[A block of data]
┌──
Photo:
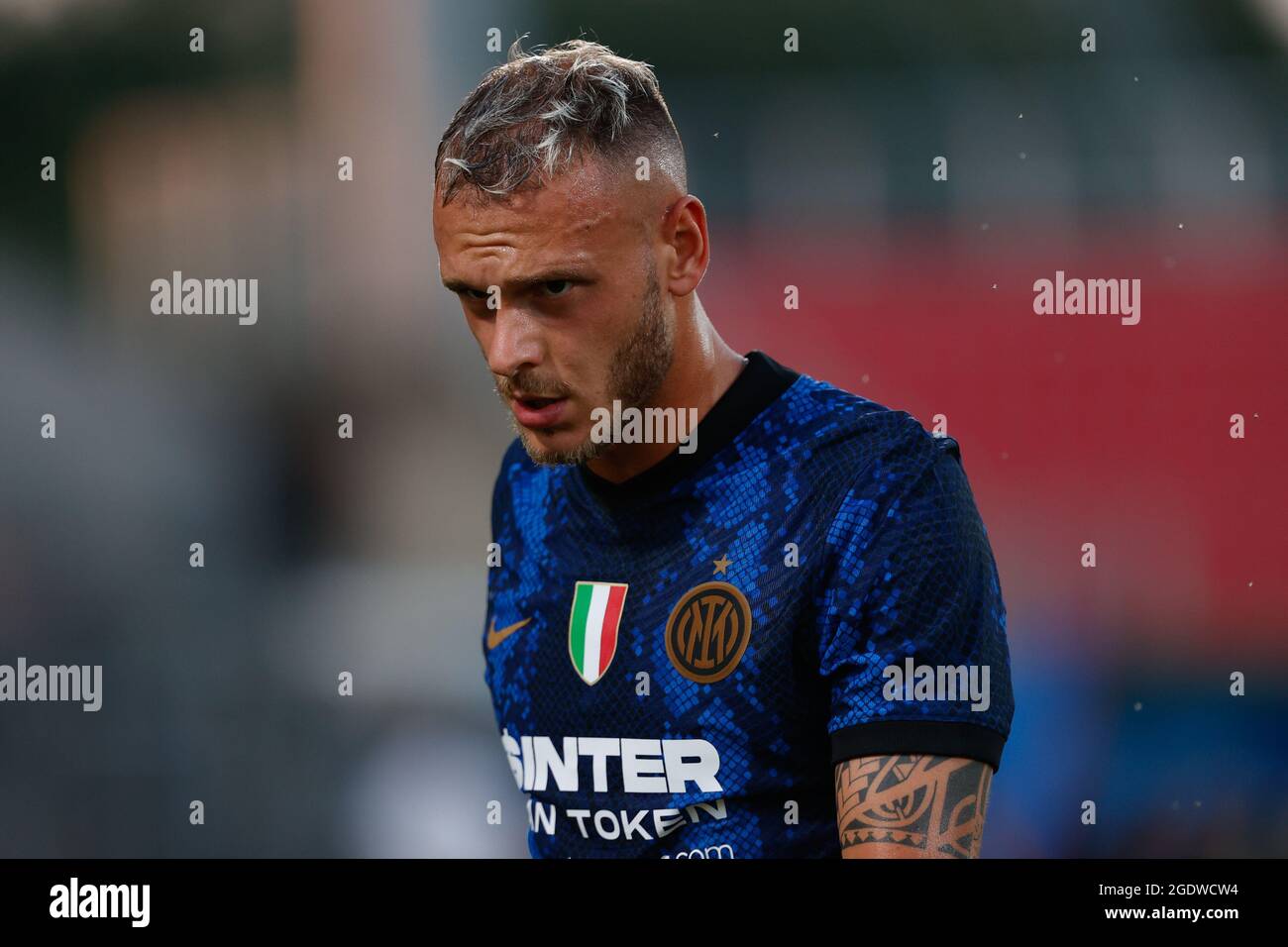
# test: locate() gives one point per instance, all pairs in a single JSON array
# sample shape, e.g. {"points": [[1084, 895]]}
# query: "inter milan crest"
{"points": [[707, 631], [596, 611]]}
└──
Exercise objective - Edit the material by swapping "crest" for "emblem" wherever it appears, leaving everything else as it is. Omit the pictures from your answer.

Answer to the exercise -
Photo:
# test: locate() gives one point per instance, all pairs in a single JSON array
# sample shape, e.g. {"points": [[1084, 895]]}
# query: "inter milan emblem"
{"points": [[707, 631], [596, 611]]}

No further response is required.